>> Start RECORDS SUPPLIED
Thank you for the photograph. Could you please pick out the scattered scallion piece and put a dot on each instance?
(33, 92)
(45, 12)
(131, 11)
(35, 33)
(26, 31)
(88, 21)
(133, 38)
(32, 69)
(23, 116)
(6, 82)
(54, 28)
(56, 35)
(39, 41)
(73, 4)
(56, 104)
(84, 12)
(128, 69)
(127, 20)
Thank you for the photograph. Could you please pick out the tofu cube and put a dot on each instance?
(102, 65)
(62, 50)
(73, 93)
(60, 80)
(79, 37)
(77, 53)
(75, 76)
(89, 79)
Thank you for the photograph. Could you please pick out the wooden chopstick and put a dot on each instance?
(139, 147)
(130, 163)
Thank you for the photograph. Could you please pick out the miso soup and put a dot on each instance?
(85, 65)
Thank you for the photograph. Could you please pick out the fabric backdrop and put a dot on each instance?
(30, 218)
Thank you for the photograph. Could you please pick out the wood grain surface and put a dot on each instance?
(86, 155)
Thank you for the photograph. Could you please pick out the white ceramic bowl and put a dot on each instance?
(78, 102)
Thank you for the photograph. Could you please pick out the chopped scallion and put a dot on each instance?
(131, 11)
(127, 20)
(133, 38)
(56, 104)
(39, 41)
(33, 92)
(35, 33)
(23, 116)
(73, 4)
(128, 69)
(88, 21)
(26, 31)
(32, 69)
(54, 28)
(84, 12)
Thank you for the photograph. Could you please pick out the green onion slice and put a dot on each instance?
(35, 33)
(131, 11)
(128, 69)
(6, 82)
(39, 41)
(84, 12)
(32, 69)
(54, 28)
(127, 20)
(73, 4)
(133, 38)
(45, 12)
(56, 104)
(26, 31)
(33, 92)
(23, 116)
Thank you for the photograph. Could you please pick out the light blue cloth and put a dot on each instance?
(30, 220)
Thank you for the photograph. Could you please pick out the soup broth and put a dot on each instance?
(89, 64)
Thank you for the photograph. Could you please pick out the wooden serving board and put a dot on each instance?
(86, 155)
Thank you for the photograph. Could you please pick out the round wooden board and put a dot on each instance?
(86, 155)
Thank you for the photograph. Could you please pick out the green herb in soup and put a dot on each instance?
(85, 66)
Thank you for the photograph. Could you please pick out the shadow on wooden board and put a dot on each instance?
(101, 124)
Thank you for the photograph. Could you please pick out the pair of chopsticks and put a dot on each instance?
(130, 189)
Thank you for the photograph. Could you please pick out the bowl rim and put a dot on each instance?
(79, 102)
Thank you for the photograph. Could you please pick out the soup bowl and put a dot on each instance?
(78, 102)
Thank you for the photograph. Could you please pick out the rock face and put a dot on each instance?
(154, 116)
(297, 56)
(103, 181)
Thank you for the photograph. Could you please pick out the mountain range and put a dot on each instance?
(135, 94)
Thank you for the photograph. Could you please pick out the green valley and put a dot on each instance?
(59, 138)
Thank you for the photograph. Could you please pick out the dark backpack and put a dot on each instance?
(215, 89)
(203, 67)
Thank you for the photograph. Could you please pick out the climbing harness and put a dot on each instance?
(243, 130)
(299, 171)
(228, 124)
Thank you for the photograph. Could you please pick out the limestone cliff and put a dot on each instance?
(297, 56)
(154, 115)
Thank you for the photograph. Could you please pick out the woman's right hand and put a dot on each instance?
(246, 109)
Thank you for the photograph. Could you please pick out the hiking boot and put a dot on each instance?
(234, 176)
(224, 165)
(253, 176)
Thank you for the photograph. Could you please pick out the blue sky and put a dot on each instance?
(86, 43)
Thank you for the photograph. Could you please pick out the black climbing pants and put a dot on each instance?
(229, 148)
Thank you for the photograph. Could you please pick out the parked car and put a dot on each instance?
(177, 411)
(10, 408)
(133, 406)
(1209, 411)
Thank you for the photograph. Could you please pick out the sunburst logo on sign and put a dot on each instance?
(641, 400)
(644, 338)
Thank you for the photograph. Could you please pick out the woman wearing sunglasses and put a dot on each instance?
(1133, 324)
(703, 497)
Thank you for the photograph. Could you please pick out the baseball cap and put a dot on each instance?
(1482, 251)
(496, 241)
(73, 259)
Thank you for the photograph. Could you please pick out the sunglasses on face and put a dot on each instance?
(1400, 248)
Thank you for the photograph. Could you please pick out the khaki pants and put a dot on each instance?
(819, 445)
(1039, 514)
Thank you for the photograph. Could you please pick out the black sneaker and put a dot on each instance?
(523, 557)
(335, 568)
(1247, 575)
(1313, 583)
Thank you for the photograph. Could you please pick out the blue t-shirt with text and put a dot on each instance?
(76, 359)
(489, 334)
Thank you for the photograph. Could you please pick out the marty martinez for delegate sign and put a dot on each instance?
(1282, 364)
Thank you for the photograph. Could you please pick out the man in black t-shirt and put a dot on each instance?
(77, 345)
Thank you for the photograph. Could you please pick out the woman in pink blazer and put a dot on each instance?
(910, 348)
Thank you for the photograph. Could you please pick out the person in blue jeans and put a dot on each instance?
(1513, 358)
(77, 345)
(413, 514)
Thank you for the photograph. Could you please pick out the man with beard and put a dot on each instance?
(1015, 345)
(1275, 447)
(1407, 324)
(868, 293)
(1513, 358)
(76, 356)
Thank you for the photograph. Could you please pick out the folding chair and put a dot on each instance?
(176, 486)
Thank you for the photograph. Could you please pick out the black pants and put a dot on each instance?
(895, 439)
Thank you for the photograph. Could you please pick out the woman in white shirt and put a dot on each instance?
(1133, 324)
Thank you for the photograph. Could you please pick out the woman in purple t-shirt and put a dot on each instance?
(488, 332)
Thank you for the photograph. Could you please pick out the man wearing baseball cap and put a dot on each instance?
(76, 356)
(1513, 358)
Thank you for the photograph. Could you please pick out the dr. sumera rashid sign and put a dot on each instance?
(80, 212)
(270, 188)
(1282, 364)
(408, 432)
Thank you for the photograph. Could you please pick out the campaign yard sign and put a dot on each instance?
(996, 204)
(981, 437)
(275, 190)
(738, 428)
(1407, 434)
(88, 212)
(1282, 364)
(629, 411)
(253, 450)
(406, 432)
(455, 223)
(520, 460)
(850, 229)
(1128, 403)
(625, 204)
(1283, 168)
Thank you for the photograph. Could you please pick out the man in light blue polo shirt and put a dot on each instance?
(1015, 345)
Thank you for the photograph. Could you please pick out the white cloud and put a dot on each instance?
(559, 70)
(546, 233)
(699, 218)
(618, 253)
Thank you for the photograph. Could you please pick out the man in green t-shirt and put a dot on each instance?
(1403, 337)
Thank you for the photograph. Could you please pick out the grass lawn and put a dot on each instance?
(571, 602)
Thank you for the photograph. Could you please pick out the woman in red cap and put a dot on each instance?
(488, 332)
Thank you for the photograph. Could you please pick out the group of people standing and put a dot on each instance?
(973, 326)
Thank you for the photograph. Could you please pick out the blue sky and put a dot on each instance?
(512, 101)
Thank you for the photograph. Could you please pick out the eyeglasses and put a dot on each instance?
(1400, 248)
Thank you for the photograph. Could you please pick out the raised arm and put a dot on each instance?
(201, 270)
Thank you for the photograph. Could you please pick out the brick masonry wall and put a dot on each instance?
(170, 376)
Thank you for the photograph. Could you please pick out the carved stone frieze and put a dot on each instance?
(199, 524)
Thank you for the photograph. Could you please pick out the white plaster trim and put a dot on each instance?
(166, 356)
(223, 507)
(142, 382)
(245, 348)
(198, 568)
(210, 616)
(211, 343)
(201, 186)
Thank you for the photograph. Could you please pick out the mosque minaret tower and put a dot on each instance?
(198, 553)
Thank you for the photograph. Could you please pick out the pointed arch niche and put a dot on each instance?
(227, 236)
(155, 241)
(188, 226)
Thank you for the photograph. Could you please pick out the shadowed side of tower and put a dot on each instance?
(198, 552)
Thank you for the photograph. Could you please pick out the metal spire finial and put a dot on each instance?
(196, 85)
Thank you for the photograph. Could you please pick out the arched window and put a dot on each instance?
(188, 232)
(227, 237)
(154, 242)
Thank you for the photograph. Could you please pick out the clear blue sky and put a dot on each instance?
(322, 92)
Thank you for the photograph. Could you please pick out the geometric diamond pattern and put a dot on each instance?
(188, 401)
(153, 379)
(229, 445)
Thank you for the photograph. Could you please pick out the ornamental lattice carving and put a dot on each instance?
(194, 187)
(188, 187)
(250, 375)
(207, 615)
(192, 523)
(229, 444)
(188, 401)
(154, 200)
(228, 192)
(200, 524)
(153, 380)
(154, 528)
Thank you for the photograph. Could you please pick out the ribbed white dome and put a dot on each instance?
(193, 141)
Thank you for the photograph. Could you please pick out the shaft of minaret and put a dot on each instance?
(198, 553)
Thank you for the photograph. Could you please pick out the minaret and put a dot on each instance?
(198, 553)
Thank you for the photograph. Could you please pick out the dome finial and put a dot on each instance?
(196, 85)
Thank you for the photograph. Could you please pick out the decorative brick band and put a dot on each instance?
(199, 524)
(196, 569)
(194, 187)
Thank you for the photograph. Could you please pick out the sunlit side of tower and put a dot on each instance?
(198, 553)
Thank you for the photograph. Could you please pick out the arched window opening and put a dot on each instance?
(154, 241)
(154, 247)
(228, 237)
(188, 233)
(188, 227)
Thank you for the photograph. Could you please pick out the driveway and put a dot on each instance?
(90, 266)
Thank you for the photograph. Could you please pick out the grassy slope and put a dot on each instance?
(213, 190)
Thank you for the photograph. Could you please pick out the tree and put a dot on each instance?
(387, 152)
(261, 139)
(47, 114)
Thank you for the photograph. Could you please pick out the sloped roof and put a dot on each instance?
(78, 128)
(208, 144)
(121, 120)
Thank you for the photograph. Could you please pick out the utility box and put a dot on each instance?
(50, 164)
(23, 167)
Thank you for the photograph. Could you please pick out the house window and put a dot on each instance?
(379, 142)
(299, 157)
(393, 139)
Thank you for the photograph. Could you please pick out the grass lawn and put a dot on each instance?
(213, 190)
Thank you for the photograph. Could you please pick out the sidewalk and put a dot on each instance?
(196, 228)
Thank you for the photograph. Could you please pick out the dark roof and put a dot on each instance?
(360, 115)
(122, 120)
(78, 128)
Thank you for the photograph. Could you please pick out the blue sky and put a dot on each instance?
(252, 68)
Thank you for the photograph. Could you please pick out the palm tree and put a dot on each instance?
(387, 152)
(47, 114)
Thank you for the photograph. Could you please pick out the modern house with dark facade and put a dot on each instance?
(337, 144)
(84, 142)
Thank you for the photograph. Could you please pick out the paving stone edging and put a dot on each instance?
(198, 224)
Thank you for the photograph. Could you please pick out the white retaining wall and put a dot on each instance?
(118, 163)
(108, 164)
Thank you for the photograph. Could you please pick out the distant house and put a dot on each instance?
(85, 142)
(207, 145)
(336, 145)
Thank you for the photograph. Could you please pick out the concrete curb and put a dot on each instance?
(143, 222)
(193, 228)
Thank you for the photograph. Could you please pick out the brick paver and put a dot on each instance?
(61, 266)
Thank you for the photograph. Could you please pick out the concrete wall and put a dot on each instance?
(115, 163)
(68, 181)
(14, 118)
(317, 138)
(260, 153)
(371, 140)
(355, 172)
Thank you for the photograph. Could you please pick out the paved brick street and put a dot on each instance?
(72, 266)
>> End RECORDS SUPPLIED
### PROBLEM REQUIREMENTS
Reproduce exactly the line that holds "house and put a dot on each instance?", then every line after it, ending with the final line of the records above.

### ANSWER TO THIS TASK
Thank you for the photograph. Could you please pick out the distant house and put a dot on each instance?
(85, 142)
(207, 145)
(336, 145)
Thank you for the photograph. Could you please pick out the concrete curb and put a dot on each instance?
(143, 222)
(193, 228)
Thank you for the photograph. Could you please pick out the brick paver and put a dot on each instance?
(61, 266)
Thank you for the photograph. Could you please pick out the concrete wall and put a dot on each instance?
(115, 163)
(68, 181)
(14, 118)
(317, 138)
(260, 153)
(371, 140)
(355, 172)
Thank you for the photograph. Could you please pick out the paved brick street and put a dot on each instance?
(72, 266)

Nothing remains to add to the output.